* Begin Source excerpt *

# My New but old Cannondale love it...!



## lastingxcauses

I just got the bike a couple days ago put decent miles in it with each day of riding so far. This bike was handed down from my uncle which i was very thankful for. I am starting to get into this new hobby and sport of mine and i love it! I dont really know much about the bike  , but ill try to name out the things i see...

Cannondale 
6 speed 
Shimano 105 Derailleurs Front/Back
Shimano 105 Brake calipers Front/Back
Shimano 105 Down Tube Shifters
Shimano 105 Crankset
TekTro Brake levers Front/Rear
Forte Quick Release
Forte Stem

The rest of the parts are no name 

The Parts I am planning to upgrade 
Carbon Fork
Carbon Post
Better Seat
Re-do all the Cables

I Dont really know what to look at when buying a new fork are every fork 1 1/8??
My seatpost is 27.2
As for my wheels i would love to upgrande for better ones but i have a 6 speed :idea: So i cant really do anything for my rusted wheels at this point unless you know and may guide me through on getting better ones over the web... :thumbsup:


































This happened to me when i took it out for the first day of riding, Lets just say parents should not let their little kids ride their bike around without paying attention to where their kids are wondering off to... non the less the child was ok more the less scared , i got it pretty bad after landing from a front flip with cuts and scrapes and a messed up wheel and having to walk home carrying my bike about 10 miles :mad2:










Thanks for your time and If you could help me with my questions It would be great!! 

My next bike will be the Cannondale CAAD 8 7 Sora  When I save up enough money! lol
CAAD 7 Sora | Road | The Official Site of Cannondale Bicycles


----------



## thechriswebb

That bike takes a 1" steerer, not 1 1/8". I wouldn't recommend putting too much into this if you are planning on getting a new bike but the carbon fork would make your ride a little lighter and more spritely. Nashbar sells a very nice carbon fork for less than $100 that is reviewed very well. Be sure that you buy a threaded fork because a fork with a threadless steerer will not work with that headset.

* End Source excerpt *

## Parts of the exercise:
• 1. From the Cannondale bike thread, list every part or job the bike's owner plans to upgrade.
• 2. In the Cannondale bike thread, what steerer size does the reply say the bike takes?

* Begin Information supplied *

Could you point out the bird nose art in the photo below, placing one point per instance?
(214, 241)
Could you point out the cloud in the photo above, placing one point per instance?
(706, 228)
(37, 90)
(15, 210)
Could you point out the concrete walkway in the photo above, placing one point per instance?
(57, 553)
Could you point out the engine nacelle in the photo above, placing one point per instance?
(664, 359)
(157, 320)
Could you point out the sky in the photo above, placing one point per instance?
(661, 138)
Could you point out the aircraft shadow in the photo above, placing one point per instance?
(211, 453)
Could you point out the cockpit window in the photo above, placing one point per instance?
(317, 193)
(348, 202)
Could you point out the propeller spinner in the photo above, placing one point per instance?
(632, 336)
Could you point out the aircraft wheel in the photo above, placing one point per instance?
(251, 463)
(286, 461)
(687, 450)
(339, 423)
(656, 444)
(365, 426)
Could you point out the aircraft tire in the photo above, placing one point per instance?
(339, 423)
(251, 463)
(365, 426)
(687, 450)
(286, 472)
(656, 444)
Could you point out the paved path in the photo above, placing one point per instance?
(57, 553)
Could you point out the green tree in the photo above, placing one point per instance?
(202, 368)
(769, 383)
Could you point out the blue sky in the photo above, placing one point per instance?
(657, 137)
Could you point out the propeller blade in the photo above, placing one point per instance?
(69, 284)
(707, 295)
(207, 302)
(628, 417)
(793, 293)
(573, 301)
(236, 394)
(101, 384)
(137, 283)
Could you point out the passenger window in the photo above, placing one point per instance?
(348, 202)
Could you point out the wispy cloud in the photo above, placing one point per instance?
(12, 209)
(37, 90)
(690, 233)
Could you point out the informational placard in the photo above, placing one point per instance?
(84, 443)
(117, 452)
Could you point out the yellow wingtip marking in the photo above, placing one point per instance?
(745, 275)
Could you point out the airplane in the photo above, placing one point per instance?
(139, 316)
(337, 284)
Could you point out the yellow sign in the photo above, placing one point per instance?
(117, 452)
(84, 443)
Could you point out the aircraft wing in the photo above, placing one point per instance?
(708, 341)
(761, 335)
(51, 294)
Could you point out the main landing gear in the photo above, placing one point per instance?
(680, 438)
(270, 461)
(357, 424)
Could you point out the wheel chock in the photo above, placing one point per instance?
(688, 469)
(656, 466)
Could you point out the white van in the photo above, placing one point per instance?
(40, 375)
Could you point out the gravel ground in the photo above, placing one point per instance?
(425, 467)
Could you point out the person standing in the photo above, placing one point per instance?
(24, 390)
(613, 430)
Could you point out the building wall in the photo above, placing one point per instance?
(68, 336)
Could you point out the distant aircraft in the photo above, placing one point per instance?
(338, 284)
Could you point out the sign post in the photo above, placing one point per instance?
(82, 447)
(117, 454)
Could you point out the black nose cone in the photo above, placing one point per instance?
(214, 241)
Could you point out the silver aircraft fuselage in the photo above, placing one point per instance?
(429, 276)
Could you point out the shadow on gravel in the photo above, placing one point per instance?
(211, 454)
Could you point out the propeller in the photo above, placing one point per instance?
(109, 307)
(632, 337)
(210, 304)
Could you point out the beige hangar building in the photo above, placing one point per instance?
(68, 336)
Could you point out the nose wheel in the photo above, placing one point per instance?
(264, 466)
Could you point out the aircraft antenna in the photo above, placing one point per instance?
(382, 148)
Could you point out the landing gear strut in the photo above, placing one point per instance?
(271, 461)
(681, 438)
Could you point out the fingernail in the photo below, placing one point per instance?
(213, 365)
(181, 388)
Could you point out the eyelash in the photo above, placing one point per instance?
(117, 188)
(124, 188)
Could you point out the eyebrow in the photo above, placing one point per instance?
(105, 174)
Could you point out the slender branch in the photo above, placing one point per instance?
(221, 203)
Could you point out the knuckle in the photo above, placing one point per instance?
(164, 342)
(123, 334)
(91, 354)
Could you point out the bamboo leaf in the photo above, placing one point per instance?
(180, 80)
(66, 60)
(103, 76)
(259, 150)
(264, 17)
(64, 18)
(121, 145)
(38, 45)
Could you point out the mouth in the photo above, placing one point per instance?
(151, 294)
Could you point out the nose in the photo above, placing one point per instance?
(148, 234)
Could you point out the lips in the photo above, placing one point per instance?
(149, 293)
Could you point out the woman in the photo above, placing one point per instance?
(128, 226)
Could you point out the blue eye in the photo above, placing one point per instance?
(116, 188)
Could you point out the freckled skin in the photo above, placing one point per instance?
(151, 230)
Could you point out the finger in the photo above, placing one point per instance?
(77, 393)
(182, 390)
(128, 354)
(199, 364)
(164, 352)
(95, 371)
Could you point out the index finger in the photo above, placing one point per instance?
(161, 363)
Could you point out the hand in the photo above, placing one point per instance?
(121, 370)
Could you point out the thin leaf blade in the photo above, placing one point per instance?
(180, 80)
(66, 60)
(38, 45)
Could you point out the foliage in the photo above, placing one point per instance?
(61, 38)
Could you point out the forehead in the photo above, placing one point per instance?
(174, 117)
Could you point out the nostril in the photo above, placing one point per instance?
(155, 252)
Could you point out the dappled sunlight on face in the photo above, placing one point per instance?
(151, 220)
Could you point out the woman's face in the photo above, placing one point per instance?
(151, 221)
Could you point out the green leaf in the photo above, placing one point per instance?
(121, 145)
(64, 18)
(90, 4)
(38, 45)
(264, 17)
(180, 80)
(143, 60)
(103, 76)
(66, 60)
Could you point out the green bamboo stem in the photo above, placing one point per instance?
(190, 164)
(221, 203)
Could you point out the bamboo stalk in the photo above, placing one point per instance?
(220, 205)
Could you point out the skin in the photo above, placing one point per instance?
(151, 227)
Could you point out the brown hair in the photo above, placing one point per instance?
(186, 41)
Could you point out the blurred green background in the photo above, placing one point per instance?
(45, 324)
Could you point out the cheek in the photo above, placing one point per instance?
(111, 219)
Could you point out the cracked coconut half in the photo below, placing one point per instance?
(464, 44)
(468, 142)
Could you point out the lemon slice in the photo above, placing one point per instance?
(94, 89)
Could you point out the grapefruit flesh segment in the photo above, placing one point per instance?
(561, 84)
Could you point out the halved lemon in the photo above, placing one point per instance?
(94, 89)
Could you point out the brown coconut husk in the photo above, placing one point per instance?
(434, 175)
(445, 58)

* End Information supplied *

## Task responses:
• 1.
Carbon Fork
Carbon Post
Better Seat
Re-do all the Cables

• 2. It takes a 1" steerer, not 1 1/8".